Prompt ->
Go through the records below and restate each one word for word.

Task material ->
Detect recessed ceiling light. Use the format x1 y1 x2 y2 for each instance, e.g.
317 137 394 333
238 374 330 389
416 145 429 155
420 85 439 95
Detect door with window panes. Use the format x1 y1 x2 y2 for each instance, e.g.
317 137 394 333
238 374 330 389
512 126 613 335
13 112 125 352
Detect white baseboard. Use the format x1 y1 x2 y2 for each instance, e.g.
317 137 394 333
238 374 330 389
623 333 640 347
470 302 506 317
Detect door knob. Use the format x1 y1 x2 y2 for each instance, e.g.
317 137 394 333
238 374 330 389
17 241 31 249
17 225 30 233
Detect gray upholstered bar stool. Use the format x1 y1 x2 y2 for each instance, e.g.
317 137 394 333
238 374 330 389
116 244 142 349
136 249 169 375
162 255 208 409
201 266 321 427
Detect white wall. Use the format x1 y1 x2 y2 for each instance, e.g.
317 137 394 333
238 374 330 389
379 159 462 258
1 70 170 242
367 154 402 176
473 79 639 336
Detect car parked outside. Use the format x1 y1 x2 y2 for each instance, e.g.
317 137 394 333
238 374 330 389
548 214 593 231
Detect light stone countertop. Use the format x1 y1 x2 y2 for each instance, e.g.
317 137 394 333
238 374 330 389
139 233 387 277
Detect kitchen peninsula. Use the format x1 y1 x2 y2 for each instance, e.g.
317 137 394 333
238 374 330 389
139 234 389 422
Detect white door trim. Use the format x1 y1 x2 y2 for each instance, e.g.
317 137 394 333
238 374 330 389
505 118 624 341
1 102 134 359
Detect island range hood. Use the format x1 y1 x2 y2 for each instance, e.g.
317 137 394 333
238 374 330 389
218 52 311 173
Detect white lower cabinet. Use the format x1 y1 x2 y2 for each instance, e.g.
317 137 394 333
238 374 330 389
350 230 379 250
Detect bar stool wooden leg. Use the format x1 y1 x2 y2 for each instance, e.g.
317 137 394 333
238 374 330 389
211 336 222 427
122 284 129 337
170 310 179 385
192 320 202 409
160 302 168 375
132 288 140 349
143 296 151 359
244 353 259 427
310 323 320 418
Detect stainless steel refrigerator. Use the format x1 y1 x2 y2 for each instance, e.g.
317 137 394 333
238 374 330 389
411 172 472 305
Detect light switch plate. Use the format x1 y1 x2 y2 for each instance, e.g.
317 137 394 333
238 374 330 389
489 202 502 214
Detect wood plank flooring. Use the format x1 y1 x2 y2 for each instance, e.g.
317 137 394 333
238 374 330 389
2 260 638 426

Response to the task ->
Detect recessed ceiling light. Use the format x1 y1 x2 y2 for each instance, e.g.
317 137 394 333
238 374 330 389
416 145 429 155
420 85 439 95
Detect door with window panes. Use the format x1 y1 x2 y2 for each instance, e.g.
317 137 394 333
238 374 330 389
512 126 613 335
13 112 125 352
Detect white baseboard. Use the format x1 y1 x2 y2 for each instance, e.g.
317 137 394 333
238 374 330 389
623 333 640 347
470 302 506 317
Detect door knob. Use the format x1 y1 x2 y2 for each instance, e.g.
317 137 394 333
238 374 330 389
17 241 31 249
17 225 30 233
Detect gray upholstered bar stool. Use the format x1 y1 x2 y2 for each instance, e.g.
317 137 394 333
238 374 330 389
116 244 142 349
136 249 169 375
162 255 208 409
201 266 321 427
Detect white wall. Use the format x1 y1 x2 y2 for each instance, e.g.
317 137 394 333
238 374 330 389
379 159 462 258
1 70 170 242
367 154 402 176
473 79 639 336
Detect car parked outside. Use the format x1 y1 x2 y2 for each instance, e.g.
317 137 394 333
238 374 330 389
548 214 593 231
Detect light stone countertop. Use the format x1 y1 x2 y2 for each instance, e.g.
317 137 394 333
238 374 330 389
139 233 387 277
Detect kitchen peninsula. Use the format x1 y1 x2 y2 for each instance, e.g.
317 137 394 333
238 374 330 389
139 234 389 422
Detect white door trim. Use the format x1 y1 x2 y2 for each instance, e.g.
317 137 394 333
238 374 330 389
505 118 624 341
1 102 134 359
Detect island range hood. Use the format x1 y1 x2 y2 for each instance, e.g.
317 137 394 333
238 374 330 389
218 52 311 173
Detect white lower cabinet. Use the format x1 y1 x2 y2 for each instance, e.g.
317 137 394 333
238 374 330 389
350 230 379 250
Detect bar stool wooden leg. Use the format x1 y1 x2 y2 for each instance, e.g.
317 137 394 333
238 374 330 389
211 336 222 427
122 284 129 337
170 310 179 385
192 320 202 409
160 302 168 375
132 288 140 349
143 296 151 359
244 353 259 427
310 323 320 418
Detect stainless steel refrigerator. Use the format x1 y1 x2 y2 for each instance, e.g.
317 137 394 333
238 374 330 389
411 172 472 305
Detect light switch plate. Use the format x1 y1 x2 y2 for each instance, e.g.
317 137 394 333
238 374 330 389
489 202 502 214
Detect wood plank flooring. Use the format x1 y1 x2 y2 for each instance, e.g.
317 137 394 333
238 374 330 389
2 260 638 426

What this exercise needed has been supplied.